● **Tujuan 1**: Terjemahkan kalimat dari kutipan tentang kelas fotografi ini ke dalam bahasa Inggris: "Dosen tamu yang hadir, bapak Didiet Anindita merupakan praktisi yang profesional dalam bidang fotografi."
◇ ◇ ◇ ◇ ◇
Pada kelas Kapita Selekta tanggal 5 November 2015, kami berkesempatan menambah wawasan di bidang fotografi yang juga memliki proses-proses rumit dalam pembuatannya agar suatu pesan dapat tersampaikan melalui sebuah foto. Dosen tamu yang hadir, bapak Didiet Anindita merupakan praktisi yang profesional dalam bidang fotografi. Melalui kelas singkat tidak lebih dari 40 menit, kami dapat mengenal teknik-teknik fotografi serta mengetahui lebih dalam bagaimana proses sebuah foto dibuat yang melibatkan banyak pihak. Kelas disampaikan secara menarik dengan tidak terpaku pada teori, melainkan lebih mengarah kepada contoh langsung.
◇ ◇ ◇ ◇ ◇
● **Tujuan 2**: Ubah bagian entri yang dimulai dari baris pertama entri dan berakhir pada baris yang memuat "(435, 169), (651, 421)", kedua ujungnya termasuk. Ganti "green linen blouse" dengan "blue cotton blouse", biarkan yang lain tetap sama, lalu tuliskan hanya baris-baris tersebut.

● **Bahan masukan**:
◇ ◇ ◇ ◇ ◇
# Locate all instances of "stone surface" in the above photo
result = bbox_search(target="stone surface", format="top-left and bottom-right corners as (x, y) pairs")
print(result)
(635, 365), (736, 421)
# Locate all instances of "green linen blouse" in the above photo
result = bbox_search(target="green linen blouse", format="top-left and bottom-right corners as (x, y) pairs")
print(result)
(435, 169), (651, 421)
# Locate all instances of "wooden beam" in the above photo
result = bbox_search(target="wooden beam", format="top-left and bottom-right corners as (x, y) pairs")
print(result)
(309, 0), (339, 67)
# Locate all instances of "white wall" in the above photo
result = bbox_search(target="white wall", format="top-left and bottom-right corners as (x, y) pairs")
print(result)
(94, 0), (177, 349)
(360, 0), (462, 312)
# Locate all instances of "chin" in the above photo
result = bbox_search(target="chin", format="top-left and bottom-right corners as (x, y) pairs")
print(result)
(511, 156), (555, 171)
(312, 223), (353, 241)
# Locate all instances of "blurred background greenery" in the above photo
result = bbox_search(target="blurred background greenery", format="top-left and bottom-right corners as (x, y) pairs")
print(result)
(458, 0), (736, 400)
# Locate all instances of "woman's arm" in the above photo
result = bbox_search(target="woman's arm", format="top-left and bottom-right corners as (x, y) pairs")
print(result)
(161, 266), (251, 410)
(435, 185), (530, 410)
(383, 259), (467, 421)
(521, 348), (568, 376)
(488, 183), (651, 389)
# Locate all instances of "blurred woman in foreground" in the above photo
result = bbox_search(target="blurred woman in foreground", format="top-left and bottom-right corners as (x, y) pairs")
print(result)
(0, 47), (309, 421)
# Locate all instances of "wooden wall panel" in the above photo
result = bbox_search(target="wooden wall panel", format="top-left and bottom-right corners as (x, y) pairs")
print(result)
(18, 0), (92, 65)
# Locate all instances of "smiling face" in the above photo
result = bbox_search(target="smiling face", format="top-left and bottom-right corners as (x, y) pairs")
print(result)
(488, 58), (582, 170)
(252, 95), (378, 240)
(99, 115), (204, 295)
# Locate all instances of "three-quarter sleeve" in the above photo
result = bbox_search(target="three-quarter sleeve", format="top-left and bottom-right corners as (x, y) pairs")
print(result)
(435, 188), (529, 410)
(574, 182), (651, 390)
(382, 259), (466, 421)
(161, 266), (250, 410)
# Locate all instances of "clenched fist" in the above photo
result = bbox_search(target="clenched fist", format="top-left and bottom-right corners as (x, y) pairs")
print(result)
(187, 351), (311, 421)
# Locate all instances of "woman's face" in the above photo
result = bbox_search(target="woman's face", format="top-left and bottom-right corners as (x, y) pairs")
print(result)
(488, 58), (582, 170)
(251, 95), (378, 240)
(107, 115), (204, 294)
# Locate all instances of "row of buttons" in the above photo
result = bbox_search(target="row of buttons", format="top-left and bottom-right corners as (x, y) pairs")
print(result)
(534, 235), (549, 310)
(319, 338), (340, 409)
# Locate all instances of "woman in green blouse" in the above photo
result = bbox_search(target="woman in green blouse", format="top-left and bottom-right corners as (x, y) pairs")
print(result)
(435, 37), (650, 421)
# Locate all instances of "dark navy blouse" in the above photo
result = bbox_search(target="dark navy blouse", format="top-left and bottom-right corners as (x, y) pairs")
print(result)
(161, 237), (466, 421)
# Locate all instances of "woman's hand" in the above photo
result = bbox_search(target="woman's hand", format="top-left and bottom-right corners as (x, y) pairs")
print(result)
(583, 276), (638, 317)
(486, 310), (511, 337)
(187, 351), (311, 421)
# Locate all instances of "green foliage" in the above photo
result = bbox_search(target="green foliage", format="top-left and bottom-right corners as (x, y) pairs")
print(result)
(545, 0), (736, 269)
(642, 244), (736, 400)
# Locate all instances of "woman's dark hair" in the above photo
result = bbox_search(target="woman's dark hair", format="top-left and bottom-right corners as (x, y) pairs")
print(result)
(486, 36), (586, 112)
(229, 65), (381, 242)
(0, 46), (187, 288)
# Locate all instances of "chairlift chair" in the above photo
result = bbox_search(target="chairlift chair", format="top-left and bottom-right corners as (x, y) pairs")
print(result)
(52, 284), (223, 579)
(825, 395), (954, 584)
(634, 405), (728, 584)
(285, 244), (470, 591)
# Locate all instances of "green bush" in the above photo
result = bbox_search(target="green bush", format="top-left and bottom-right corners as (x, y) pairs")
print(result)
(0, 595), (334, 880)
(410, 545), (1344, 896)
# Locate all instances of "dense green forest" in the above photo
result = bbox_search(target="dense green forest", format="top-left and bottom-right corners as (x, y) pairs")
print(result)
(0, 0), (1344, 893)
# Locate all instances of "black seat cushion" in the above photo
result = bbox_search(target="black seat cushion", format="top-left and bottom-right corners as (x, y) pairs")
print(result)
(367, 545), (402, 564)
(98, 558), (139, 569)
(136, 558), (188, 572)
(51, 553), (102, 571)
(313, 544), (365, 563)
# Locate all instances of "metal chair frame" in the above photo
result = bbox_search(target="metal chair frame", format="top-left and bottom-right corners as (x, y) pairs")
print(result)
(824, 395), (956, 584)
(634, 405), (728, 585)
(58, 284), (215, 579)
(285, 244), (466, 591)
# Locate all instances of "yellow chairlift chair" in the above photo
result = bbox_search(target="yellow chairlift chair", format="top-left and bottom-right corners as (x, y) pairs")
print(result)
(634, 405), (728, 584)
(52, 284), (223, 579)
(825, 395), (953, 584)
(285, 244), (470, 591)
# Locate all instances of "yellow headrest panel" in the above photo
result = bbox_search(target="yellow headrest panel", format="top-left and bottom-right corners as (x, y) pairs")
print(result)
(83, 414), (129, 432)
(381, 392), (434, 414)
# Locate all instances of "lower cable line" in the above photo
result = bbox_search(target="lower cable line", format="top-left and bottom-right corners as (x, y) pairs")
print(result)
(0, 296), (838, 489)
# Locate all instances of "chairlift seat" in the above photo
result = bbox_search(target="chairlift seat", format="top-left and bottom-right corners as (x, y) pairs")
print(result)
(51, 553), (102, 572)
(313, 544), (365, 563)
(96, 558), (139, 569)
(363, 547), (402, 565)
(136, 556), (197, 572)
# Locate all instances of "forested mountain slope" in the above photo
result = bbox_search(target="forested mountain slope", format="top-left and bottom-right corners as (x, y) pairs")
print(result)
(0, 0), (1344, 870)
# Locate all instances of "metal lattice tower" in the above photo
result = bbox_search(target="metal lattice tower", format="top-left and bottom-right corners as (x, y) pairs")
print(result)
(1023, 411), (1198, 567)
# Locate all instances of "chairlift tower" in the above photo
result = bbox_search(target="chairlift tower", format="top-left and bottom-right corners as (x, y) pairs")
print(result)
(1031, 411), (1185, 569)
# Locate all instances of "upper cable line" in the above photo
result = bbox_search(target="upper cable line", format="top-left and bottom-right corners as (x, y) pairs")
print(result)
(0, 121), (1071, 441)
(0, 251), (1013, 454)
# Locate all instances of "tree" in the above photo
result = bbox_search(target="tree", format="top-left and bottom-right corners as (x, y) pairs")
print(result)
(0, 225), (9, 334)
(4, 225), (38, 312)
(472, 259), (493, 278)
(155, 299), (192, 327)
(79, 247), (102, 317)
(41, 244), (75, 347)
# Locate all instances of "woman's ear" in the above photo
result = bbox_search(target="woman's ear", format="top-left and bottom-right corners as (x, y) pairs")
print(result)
◇ ◇ ◇ ◇ ◇
● **Jawaban lengkap 1**: The guest lecturer present, Mr. Didiet Anindita, is a professional practitioner in the field of photography.

● **Jawaban lengkap 2**:
# Locate all instances of "stone surface" in the above photo
result = bbox_search(target="stone surface", format="top-left and bottom-right corners as (x, y) pairs")
print(result)
(635, 365), (736, 421)
# Locate all instances of "blue cotton blouse" in the above photo
result = bbox_search(target="blue cotton blouse", format="top-left and bottom-right corners as (x, y) pairs")
print(result)
(435, 169), (651, 421)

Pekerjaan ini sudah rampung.